Task instructions:
Write out again, word for word, the rows below, starting at the one that contains "Where is each instance of the traffic" and stopping after the one that contains "point(309, 882)".

Information shown:
-.-.-

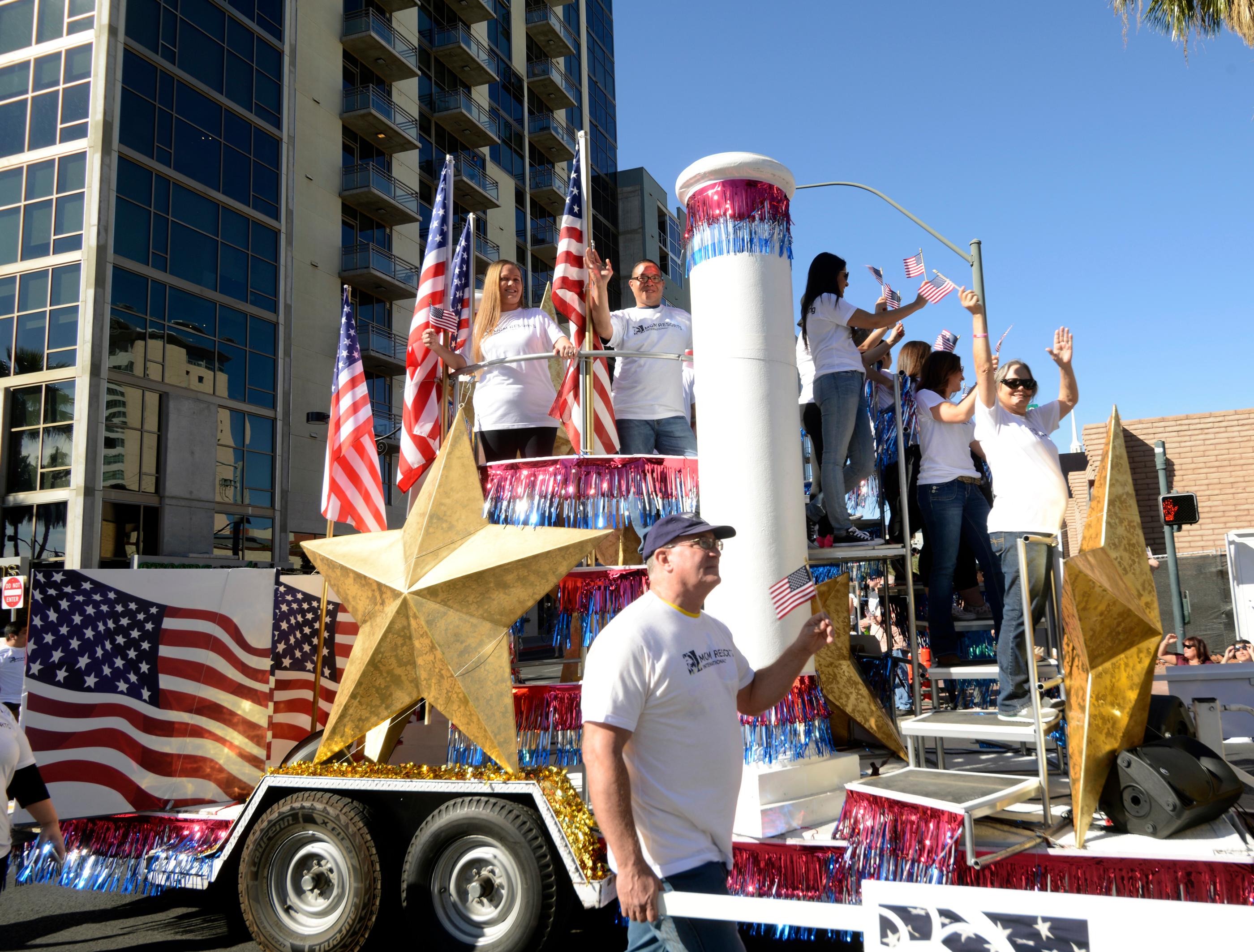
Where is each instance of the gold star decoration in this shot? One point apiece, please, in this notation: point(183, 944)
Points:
point(1112, 631)
point(433, 602)
point(839, 678)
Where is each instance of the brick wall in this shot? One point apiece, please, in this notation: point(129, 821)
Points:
point(1211, 455)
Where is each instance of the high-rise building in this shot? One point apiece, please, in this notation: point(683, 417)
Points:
point(185, 185)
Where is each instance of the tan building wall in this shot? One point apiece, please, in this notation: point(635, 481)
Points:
point(1211, 455)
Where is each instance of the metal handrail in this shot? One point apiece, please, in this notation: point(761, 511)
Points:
point(370, 22)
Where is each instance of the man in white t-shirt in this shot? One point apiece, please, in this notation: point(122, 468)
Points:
point(1030, 493)
point(662, 686)
point(648, 392)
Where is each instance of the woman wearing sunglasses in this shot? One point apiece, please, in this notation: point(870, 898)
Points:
point(1030, 493)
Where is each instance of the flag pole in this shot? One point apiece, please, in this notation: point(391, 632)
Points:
point(322, 634)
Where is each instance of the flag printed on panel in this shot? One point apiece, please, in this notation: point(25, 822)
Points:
point(935, 289)
point(795, 589)
point(570, 284)
point(905, 926)
point(915, 265)
point(353, 489)
point(421, 425)
point(160, 704)
point(292, 669)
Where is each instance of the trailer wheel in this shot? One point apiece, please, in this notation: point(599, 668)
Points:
point(310, 876)
point(482, 871)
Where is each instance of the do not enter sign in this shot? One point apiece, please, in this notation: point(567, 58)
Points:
point(14, 591)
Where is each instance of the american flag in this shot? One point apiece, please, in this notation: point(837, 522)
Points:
point(795, 589)
point(570, 284)
point(915, 265)
point(936, 287)
point(421, 429)
point(143, 703)
point(353, 489)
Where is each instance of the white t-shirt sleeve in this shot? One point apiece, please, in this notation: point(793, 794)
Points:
point(616, 683)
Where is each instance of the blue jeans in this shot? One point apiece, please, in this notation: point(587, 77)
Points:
point(955, 512)
point(842, 397)
point(1013, 669)
point(671, 934)
point(669, 437)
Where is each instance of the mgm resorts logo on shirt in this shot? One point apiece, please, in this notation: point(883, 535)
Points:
point(706, 659)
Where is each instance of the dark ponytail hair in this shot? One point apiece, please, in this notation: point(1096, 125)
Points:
point(822, 280)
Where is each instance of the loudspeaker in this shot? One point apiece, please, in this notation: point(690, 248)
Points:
point(1169, 785)
point(1169, 718)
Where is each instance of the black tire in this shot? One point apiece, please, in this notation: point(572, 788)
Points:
point(310, 876)
point(492, 846)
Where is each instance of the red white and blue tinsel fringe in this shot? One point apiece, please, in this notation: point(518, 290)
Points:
point(118, 853)
point(738, 216)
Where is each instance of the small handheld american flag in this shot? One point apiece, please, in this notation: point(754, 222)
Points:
point(935, 289)
point(795, 589)
point(915, 265)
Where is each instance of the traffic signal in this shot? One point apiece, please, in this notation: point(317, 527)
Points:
point(1179, 508)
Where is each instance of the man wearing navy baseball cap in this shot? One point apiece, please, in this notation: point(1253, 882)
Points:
point(662, 686)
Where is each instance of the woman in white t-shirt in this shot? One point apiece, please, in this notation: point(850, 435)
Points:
point(848, 448)
point(511, 400)
point(1030, 493)
point(951, 501)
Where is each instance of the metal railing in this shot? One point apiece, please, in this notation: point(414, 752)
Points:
point(369, 22)
point(462, 37)
point(538, 68)
point(368, 175)
point(377, 99)
point(367, 255)
point(542, 122)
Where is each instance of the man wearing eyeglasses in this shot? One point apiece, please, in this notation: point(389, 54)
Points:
point(648, 392)
point(1030, 493)
point(661, 739)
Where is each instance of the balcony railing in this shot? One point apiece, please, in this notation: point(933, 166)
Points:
point(368, 175)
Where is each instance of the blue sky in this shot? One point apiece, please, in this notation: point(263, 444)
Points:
point(1112, 185)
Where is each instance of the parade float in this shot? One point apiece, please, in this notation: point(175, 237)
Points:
point(847, 821)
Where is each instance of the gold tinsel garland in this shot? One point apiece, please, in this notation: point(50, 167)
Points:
point(572, 813)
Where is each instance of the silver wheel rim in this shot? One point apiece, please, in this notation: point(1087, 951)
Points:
point(474, 891)
point(309, 882)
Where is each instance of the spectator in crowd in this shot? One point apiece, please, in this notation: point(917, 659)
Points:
point(512, 402)
point(839, 377)
point(13, 666)
point(953, 507)
point(1238, 652)
point(1195, 652)
point(24, 785)
point(1030, 493)
point(648, 392)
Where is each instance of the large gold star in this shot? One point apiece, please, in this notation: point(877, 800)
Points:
point(839, 678)
point(1112, 633)
point(433, 601)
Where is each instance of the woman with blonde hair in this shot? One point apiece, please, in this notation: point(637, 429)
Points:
point(511, 400)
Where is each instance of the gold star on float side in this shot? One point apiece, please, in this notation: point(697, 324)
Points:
point(433, 602)
point(1112, 633)
point(839, 677)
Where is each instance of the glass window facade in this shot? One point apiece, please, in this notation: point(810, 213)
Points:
point(41, 437)
point(39, 320)
point(165, 333)
point(42, 209)
point(44, 101)
point(172, 229)
point(168, 121)
point(217, 49)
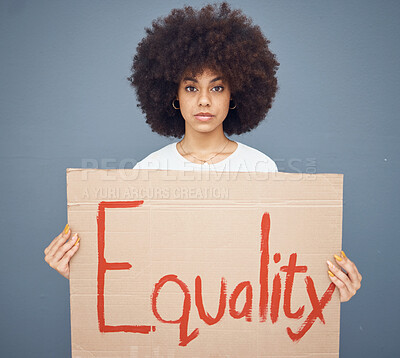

-.-.-

Response to this task:
Where is each instance of the traffic signal in this shot? One point apiece, please, in this notation: point(317, 527)
Points:
point(1179, 508)
Where is each instance of the man wearing navy baseball cap in this shot? One point apiece, please, in this notation: point(1253, 882)
Points:
point(662, 686)
Where is each instance of the woman in white t-shirt in this shot? One point apiece, please, in this notation: point(850, 435)
Points:
point(848, 448)
point(511, 400)
point(1030, 493)
point(951, 501)
Where is each instance of the metal railing in this shot? One point apiece, please, in this notation: point(414, 752)
Points:
point(369, 22)
point(462, 37)
point(538, 68)
point(368, 175)
point(377, 99)
point(367, 255)
point(542, 122)
Where is each instance of the man wearing eyeglasses in this shot? One point apiece, please, in this notation: point(389, 54)
Points:
point(648, 392)
point(1030, 493)
point(661, 739)
Where is each instance of the balcony railing in this shot? One point apiece, please, in this notation: point(933, 166)
Points:
point(368, 175)
Where is each instance of the blue sky in this shot? One point apiece, please, in this notation: point(263, 444)
Points:
point(1112, 185)
Where is each instance of the parade float in this shot? One point apiece, please, in this notation: point(175, 237)
Points:
point(847, 821)
Where is each instance of the gold tinsel garland in this shot? One point apiece, please, in this notation: point(50, 167)
Points:
point(572, 813)
Where is each instance of the silver wheel rim in this shot? One point apiece, please, in this notation: point(1087, 951)
Points:
point(474, 891)
point(309, 882)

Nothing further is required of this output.